* What you need to do
Pull out each line of the records below that contains the word "black", and copy those lines over unchanged.

* Dataset content

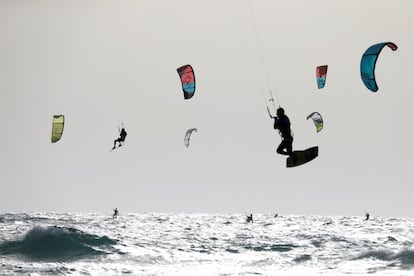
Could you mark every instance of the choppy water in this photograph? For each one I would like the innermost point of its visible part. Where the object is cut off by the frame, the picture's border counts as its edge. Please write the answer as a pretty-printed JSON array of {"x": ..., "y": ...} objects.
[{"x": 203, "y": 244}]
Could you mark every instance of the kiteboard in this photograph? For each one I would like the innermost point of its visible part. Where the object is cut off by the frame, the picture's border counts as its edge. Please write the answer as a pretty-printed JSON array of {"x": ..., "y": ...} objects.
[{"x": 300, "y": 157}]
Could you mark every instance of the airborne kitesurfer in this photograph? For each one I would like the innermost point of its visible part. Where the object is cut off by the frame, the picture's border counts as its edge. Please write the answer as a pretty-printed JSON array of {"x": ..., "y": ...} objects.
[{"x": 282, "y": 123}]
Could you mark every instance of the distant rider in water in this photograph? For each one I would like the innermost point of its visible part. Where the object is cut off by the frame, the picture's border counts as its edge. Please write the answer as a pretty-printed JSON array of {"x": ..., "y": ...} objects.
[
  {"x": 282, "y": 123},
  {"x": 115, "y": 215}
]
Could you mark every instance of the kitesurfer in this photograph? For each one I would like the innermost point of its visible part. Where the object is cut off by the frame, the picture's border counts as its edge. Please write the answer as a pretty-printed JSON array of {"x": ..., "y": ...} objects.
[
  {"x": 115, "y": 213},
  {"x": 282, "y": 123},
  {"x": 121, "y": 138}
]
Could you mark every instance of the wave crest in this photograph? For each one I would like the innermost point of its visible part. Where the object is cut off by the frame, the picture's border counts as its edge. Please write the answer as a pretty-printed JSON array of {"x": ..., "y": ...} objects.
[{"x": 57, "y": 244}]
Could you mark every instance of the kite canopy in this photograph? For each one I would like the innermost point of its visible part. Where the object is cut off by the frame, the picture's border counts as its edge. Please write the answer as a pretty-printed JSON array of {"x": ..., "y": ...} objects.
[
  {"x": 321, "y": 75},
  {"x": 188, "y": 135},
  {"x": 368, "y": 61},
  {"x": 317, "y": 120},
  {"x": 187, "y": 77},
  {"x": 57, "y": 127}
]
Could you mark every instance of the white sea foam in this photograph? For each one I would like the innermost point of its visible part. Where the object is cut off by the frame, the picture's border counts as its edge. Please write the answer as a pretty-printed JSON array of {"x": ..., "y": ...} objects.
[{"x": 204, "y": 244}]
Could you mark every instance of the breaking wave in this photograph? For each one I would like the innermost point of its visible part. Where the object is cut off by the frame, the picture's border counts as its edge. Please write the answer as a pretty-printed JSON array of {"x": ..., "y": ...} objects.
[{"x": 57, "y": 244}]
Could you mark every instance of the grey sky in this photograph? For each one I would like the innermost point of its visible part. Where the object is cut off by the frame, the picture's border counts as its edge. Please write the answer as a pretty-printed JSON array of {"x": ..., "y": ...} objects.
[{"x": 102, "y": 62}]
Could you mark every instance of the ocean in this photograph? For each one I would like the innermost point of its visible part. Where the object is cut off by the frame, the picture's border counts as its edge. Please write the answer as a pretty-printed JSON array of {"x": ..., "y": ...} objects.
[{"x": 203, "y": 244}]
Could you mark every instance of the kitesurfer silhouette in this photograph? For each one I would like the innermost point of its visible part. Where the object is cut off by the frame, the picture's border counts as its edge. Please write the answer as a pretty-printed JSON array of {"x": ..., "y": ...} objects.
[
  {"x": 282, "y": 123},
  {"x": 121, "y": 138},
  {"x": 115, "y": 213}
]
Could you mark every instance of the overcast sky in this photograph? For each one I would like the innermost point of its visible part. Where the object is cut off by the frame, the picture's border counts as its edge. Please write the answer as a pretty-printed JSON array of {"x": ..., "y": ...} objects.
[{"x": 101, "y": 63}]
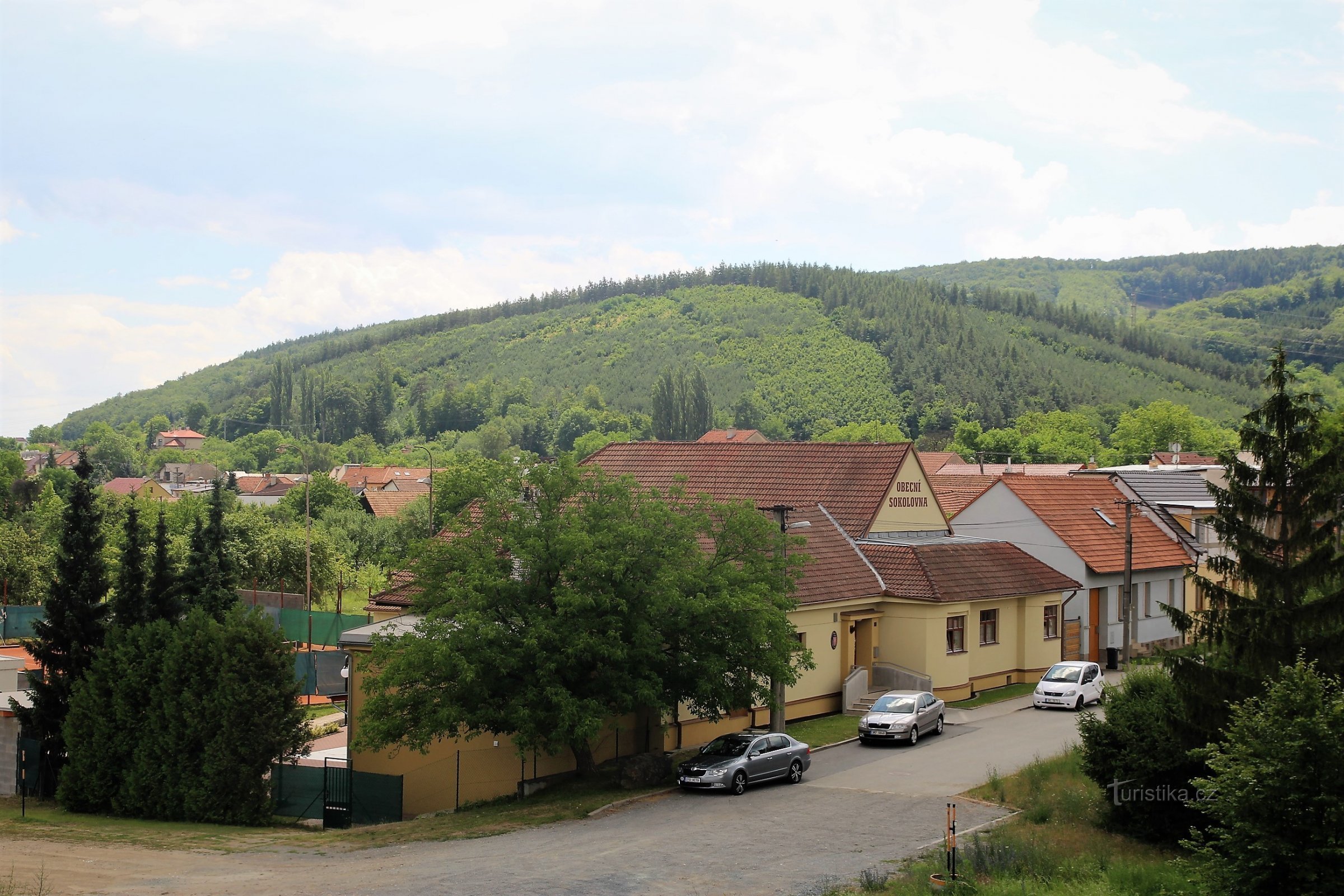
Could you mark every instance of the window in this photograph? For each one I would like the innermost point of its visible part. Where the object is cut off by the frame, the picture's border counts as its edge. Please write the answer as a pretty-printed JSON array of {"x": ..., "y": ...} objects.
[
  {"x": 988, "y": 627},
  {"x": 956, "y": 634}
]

...

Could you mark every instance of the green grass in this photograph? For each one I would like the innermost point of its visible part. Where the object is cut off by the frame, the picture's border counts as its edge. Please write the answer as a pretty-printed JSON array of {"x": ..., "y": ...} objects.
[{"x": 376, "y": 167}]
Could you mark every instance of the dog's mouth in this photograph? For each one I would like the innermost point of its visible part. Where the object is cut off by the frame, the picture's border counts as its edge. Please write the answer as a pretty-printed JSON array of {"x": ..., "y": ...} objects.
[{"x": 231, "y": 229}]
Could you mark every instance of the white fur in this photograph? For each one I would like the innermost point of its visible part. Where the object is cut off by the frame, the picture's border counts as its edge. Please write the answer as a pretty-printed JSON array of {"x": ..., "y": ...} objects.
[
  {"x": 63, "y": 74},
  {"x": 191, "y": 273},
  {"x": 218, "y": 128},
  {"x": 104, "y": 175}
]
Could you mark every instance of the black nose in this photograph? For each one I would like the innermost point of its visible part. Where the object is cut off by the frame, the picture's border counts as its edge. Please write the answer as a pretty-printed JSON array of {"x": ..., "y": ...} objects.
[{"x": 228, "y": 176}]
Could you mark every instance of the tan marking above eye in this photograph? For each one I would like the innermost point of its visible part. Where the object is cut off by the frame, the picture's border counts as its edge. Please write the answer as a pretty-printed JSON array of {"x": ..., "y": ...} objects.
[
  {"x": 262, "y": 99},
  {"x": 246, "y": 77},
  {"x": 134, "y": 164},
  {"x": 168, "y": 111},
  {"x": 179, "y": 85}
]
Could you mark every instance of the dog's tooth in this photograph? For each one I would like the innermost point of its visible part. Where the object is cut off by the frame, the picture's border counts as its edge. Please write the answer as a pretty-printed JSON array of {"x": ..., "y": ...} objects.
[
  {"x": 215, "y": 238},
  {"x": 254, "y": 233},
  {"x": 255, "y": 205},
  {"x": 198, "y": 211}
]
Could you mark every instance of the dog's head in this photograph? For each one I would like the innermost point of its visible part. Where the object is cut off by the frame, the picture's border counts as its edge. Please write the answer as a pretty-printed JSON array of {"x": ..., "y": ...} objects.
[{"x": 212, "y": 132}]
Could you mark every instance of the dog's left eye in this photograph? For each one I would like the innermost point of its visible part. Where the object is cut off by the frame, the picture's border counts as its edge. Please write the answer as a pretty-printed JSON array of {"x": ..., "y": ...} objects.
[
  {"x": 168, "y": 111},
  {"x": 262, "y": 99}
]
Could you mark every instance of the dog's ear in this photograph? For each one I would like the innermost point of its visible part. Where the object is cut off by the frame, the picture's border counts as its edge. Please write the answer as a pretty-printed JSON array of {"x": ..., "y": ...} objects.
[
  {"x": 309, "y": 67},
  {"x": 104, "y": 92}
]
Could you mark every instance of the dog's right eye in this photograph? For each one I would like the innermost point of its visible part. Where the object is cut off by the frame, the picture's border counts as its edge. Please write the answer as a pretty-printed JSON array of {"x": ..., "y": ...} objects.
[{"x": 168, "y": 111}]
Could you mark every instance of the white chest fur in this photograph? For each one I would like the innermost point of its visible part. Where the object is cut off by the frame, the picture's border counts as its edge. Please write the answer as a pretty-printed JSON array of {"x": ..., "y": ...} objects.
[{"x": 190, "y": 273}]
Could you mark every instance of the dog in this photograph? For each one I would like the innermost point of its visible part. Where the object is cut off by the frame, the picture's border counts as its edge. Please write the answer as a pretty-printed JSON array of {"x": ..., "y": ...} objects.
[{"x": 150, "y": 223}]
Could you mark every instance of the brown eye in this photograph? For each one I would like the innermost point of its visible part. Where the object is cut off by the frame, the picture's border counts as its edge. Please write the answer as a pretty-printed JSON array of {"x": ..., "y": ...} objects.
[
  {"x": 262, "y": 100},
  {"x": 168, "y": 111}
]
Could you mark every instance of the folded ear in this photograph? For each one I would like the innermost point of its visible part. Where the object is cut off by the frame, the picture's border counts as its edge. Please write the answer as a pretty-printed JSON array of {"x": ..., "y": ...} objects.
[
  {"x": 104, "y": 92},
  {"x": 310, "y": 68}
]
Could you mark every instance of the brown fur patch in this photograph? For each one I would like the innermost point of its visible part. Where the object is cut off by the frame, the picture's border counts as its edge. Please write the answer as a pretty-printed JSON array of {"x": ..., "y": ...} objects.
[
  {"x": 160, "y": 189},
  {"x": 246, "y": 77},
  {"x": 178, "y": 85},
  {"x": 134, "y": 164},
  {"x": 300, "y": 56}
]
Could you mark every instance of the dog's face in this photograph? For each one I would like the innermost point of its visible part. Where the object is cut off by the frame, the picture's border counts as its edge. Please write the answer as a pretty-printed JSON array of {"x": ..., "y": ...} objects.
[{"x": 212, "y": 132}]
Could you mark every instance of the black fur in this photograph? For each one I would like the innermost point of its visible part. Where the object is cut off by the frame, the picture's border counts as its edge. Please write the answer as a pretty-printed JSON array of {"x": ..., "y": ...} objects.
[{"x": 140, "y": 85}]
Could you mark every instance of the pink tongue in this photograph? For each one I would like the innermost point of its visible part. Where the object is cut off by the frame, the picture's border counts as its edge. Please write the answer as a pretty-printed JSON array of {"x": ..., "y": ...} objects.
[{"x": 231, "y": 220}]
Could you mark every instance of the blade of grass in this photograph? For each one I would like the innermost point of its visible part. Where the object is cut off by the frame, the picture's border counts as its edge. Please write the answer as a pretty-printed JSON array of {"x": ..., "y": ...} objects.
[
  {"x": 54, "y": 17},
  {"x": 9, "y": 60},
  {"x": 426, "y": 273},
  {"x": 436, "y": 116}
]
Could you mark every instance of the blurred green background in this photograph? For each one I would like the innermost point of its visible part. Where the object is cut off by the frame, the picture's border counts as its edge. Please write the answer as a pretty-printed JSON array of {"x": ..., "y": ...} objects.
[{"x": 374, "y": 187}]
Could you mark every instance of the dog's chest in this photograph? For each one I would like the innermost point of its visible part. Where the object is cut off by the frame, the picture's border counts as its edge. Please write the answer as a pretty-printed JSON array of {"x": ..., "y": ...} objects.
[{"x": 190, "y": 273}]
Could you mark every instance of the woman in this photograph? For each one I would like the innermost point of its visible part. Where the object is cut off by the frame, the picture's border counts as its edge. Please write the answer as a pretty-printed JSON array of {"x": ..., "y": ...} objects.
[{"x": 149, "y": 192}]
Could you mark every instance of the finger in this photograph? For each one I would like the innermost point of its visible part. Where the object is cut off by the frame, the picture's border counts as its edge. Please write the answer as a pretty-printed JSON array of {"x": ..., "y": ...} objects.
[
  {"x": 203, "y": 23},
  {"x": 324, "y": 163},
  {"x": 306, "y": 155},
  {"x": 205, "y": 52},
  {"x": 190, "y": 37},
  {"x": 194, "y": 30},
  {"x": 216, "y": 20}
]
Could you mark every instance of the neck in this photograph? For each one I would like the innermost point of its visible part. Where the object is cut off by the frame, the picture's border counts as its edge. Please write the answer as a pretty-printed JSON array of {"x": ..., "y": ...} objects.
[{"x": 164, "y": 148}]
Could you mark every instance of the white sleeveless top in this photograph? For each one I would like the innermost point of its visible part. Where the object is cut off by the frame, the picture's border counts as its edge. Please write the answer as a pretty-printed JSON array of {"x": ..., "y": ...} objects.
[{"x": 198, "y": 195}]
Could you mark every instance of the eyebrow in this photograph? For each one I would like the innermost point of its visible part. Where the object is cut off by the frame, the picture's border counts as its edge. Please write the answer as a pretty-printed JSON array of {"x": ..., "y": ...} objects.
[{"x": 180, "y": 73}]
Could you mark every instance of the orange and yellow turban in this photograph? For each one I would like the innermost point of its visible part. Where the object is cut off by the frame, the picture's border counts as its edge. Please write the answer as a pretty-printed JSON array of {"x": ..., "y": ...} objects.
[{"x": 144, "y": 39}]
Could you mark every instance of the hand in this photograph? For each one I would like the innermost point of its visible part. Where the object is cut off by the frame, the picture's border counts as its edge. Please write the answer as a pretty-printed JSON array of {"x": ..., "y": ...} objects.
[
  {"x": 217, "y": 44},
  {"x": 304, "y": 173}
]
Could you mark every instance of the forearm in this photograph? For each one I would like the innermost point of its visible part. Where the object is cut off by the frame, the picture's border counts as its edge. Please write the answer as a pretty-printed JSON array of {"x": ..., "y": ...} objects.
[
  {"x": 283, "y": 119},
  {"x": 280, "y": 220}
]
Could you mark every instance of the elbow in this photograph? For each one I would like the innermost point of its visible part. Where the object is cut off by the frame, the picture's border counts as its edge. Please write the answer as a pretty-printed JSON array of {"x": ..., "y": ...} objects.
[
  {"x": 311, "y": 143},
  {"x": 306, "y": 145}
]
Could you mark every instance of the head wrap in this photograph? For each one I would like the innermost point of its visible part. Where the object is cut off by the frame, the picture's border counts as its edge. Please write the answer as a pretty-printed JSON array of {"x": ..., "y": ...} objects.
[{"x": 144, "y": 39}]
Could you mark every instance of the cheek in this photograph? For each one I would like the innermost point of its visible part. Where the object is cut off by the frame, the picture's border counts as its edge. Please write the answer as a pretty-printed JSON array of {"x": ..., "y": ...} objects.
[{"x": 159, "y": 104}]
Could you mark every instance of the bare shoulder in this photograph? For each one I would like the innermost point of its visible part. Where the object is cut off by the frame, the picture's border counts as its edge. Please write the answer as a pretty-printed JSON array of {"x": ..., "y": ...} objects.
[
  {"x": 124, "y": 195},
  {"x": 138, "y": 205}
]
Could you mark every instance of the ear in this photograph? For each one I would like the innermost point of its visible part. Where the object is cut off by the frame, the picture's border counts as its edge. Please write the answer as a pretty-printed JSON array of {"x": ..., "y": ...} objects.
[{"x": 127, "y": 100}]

* Response
Could you mark every instance of the black nose in this photograph? For each one I would like the innermost point of its visible part. Where the object is cut off by the frame, the picture's border counts as its edge. Please write the answer as a pretty-printed JSON array of {"x": ..., "y": ...} objects.
Could you mark every instance of the black fur in this photograph? For each one I would like the innermost point of its visible part. Where the object is cut off by the frame, the picture's border counts as its edge. Please write the answer as a pretty-printed JSON array of {"x": ..., "y": ...} objects.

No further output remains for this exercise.